*** Supplied entries ***
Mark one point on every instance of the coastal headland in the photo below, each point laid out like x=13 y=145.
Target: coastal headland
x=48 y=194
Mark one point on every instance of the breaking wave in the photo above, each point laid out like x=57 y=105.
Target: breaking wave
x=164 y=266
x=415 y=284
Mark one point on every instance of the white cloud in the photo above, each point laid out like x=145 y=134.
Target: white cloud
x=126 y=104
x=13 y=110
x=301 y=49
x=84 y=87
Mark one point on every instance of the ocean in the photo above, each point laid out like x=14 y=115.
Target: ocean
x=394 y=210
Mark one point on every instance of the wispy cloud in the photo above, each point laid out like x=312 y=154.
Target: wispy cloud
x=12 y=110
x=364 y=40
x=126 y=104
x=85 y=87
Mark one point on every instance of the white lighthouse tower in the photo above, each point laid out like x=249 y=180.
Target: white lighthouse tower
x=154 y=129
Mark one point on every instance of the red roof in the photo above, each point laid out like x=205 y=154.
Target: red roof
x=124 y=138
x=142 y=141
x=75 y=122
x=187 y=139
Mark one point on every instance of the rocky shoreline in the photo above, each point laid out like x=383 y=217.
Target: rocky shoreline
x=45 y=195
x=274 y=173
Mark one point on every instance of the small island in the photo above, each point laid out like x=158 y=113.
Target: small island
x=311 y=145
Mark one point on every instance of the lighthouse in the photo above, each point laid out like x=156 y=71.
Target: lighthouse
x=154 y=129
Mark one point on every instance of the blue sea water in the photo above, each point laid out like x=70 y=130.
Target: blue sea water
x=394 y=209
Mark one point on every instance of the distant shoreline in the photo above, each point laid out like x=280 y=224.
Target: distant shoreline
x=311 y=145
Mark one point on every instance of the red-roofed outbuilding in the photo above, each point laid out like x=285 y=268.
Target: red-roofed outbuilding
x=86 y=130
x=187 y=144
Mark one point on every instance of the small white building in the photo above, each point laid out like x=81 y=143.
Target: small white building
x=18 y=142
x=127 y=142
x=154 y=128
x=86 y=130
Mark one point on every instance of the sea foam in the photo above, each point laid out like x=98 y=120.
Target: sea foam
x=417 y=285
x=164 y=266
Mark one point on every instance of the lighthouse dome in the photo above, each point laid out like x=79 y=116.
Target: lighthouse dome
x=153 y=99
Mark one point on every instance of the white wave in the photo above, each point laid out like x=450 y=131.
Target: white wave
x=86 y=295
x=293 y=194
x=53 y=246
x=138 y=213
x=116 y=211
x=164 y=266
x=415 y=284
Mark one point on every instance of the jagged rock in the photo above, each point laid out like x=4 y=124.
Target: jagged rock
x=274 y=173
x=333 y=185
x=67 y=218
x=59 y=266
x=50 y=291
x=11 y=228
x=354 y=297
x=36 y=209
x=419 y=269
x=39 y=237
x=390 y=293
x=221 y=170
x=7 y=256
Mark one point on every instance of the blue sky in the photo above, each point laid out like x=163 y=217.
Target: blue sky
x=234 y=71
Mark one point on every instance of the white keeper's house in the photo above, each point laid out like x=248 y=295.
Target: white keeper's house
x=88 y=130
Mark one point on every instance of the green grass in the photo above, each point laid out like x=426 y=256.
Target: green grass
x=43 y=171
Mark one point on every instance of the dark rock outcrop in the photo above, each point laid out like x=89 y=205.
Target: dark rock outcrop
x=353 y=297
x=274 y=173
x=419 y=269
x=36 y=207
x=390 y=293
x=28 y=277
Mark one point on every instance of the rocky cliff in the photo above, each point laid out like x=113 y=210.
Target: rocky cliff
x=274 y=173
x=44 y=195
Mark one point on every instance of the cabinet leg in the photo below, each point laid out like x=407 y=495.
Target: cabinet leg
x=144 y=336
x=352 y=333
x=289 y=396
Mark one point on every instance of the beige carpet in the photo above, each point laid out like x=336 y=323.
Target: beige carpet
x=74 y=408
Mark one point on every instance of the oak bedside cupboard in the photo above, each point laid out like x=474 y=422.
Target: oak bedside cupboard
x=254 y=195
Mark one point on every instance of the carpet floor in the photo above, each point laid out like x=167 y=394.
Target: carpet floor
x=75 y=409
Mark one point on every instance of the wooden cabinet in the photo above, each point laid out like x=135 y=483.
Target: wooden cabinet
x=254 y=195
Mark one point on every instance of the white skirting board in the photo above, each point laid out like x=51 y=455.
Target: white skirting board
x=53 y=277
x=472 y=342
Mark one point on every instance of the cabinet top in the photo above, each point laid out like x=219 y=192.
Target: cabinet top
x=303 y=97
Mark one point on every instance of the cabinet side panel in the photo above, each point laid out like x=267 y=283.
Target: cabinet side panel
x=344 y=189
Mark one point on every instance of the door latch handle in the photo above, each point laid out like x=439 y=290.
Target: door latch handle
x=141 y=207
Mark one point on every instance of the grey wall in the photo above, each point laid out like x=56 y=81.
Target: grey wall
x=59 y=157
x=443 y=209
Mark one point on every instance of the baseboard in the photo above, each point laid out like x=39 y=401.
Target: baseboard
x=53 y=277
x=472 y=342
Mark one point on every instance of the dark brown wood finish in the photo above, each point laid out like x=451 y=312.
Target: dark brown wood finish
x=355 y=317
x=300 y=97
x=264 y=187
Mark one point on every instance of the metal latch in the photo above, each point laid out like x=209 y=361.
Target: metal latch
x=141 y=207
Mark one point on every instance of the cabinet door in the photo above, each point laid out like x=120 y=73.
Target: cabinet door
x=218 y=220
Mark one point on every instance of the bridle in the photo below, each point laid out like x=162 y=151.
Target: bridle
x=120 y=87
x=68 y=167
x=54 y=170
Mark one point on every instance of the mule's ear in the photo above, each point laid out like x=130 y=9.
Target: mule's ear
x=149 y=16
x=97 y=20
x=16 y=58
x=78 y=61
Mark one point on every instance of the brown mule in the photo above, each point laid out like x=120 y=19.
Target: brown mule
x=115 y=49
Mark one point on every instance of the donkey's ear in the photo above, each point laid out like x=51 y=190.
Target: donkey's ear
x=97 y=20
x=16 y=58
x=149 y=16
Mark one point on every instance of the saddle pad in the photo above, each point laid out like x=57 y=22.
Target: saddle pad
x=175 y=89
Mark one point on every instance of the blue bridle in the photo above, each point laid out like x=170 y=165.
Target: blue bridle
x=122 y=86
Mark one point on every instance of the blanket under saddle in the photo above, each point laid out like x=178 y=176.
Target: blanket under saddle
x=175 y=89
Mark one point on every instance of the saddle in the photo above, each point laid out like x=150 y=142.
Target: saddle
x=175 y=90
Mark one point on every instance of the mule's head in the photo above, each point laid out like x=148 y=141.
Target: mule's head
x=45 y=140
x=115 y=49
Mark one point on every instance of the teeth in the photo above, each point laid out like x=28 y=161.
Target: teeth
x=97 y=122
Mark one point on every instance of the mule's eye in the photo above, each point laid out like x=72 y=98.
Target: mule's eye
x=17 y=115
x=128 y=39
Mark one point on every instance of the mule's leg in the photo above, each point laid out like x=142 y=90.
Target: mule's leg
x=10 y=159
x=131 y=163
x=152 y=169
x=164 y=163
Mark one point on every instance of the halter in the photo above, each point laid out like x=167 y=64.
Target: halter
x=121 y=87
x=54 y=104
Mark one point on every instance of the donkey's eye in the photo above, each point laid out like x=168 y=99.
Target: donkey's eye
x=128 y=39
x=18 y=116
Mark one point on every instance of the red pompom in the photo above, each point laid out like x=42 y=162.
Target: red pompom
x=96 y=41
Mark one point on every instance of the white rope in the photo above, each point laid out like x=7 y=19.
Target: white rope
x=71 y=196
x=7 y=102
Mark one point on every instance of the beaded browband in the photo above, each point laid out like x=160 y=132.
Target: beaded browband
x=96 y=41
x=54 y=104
***
Work to do |
Output the lines from the line containing "Mark one point on every instance of the donkey's ear" to the end, both included; add nothing.

Full output |
Mark one point on every instance of the donkey's ear in the photo above, each point laid out like x=51 y=190.
Target: donkey's ear
x=97 y=20
x=16 y=58
x=149 y=16
Mark one point on every instance of the saddle pad in the photo above, each point laid out like x=57 y=22.
Target: saddle pad
x=175 y=89
Mark one point on every instance of the blue bridle in the photo above, each point laid out like x=170 y=165.
Target: blue bridle
x=122 y=86
Mark one point on every instance of the blanket under saddle in the photo above, each point laid out like x=178 y=176.
Target: blanket under saddle
x=175 y=89
Mark one point on every instance of the saddle in the photo above, each point laid out like x=150 y=142.
Target: saddle
x=175 y=90
Mark one point on every instance of the mule's head in the photo above, each point laid out like x=148 y=141.
Target: mule's head
x=45 y=140
x=115 y=49
Mark one point on every instance of the teeth in the photo above, each point laid out like x=28 y=161.
Target: teeth
x=97 y=122
Mark one point on every instance of the mule's eye in the photo above, each point laid out like x=72 y=98.
Target: mule's eye
x=17 y=115
x=128 y=39
Mark one point on every instance of the mule's leg in the photo above, each point laid out like x=142 y=90.
Target: mule's leg
x=10 y=159
x=131 y=163
x=152 y=169
x=164 y=163
Mark one point on every instance of the halter in the photo above, each point laid out like x=167 y=64.
Target: halter
x=121 y=87
x=54 y=104
Mark one point on every instance of the donkey's eye in the photo above, each point laid out like x=168 y=99.
Target: donkey's eye
x=128 y=39
x=18 y=116
Mark one point on every instance of the red pompom in the photo above, each point laid out like x=42 y=162.
Target: red pompom
x=96 y=41
Mark one point on every instance of the white rope in the photo above, each point laid out like x=7 y=19.
Target: white rope
x=71 y=196
x=7 y=102
Mark one point on every instance of the beaded browband in the photo above, each point laid out like x=160 y=132.
Target: beaded browband
x=96 y=41
x=54 y=104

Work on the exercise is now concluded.